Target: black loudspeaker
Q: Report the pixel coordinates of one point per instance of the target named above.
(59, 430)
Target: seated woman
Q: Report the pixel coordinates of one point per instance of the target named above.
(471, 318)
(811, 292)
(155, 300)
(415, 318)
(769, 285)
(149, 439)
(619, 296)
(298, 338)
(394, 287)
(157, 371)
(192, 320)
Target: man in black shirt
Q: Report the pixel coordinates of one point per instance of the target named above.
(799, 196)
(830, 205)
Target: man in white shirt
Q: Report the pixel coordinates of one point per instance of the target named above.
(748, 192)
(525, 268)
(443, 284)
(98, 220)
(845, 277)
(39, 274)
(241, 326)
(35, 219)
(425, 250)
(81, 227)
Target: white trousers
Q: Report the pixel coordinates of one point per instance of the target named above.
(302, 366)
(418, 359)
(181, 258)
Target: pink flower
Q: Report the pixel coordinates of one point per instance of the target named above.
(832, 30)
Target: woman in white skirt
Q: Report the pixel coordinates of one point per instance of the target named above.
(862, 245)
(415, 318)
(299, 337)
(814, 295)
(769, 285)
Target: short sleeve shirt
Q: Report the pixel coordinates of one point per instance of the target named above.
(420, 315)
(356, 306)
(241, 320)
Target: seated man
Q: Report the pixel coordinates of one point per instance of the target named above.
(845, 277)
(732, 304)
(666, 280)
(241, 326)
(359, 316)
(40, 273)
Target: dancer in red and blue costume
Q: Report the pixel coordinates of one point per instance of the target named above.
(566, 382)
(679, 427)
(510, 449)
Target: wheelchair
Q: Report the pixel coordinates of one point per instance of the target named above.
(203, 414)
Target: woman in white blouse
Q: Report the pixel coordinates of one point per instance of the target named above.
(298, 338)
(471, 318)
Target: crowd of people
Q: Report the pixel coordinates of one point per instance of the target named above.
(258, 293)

#####

* [Assignment]: Could you transcribe the records in full, exactly?

* [Exercise result]:
Target: black loudspeaker
Q: Report the pixel coordinates of one point per instance of the target named above.
(59, 430)
Target: seated woman
Q: Report the pixel coordinates of one point per instance of the target named above.
(471, 318)
(811, 292)
(155, 300)
(415, 318)
(769, 285)
(149, 439)
(619, 296)
(298, 338)
(394, 287)
(157, 371)
(192, 320)
Target: man in black shirt
Q: Report the pixel coordinates of one point per instance of the target named above.
(799, 196)
(830, 205)
Target: man in white shirt
Q: Report the pixel coordinates of one point per instance of the target named above.
(748, 192)
(525, 268)
(443, 284)
(98, 220)
(845, 277)
(39, 274)
(241, 326)
(35, 219)
(425, 250)
(81, 227)
Target: white trousers
Q: Report the pixel coordinates of one point per instance of the target named above.
(302, 366)
(418, 359)
(181, 258)
Target: pink flower
Q: Report the pixel coordinates of one point per instance of the target named above.
(832, 30)
Target: woman in white skirt
Q: Report the pixel coordinates of one point per instance of the target named above.
(862, 245)
(415, 318)
(299, 337)
(814, 295)
(769, 285)
Target: short sleeve shirt
Q: Report the pixel coordinates of one point per instance of the target named above.
(420, 315)
(356, 306)
(241, 320)
Target: seated man
Q: Report the pixel coordinates of one point per instance of the target named above.
(845, 277)
(732, 304)
(666, 280)
(241, 326)
(359, 316)
(40, 273)
Target: dancer in red and blue costume
Q: Report the pixel coordinates of one point per instance of the target named above.
(566, 382)
(679, 427)
(510, 449)
Target: wheelchair
Q: Report the pixel coordinates of one point per instance of the target named above.
(203, 414)
Target: woman in white blouse
Q: Report the pixel coordinates of one point per instance of the target named above.
(298, 338)
(471, 318)
Target: crowd of people
Q: Report the pixel coordinates of one point per instance of the target named above.
(258, 293)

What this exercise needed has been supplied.